(Stored records)

*** Block opens ***

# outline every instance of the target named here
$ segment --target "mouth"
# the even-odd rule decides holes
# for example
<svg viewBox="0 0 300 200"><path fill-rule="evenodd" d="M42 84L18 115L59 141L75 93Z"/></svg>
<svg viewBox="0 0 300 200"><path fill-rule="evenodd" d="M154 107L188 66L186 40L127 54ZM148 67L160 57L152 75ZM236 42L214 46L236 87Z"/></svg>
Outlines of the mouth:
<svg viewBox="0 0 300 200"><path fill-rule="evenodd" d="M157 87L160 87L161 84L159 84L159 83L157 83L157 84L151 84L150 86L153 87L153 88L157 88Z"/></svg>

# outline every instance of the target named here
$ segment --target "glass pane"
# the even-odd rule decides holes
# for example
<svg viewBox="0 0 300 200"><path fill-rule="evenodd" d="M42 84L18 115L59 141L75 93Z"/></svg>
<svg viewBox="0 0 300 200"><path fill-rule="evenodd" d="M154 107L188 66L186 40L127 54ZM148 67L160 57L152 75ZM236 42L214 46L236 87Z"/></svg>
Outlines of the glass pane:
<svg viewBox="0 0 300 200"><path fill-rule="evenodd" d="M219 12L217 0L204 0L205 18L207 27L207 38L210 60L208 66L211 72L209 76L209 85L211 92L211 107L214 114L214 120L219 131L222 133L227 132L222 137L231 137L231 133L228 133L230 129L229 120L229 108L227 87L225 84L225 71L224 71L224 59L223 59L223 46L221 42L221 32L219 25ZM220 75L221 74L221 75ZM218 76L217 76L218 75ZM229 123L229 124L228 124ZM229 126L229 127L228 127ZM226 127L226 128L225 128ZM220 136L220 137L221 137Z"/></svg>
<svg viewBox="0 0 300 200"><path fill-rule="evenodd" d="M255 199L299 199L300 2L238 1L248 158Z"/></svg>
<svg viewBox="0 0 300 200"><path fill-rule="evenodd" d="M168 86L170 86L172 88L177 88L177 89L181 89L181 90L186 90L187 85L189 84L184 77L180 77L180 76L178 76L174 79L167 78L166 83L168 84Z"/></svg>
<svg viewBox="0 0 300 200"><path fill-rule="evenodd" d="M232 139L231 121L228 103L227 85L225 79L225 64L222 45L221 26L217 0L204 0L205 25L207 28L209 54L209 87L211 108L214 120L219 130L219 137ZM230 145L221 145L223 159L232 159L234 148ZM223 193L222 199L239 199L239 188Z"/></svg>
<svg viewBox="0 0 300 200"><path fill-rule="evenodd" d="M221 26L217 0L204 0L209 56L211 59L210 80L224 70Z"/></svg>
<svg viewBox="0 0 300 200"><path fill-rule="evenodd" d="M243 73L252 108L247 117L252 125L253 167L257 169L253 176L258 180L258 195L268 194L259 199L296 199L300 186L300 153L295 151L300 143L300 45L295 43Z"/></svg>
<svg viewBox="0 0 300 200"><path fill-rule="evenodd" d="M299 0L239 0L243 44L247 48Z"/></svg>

*** Block closes ***

* Exercise description *
When a line contains the string "segment", copy it from the records.

* The completed task *
$ segment --target "mouth"
$ segment --target "glass pane"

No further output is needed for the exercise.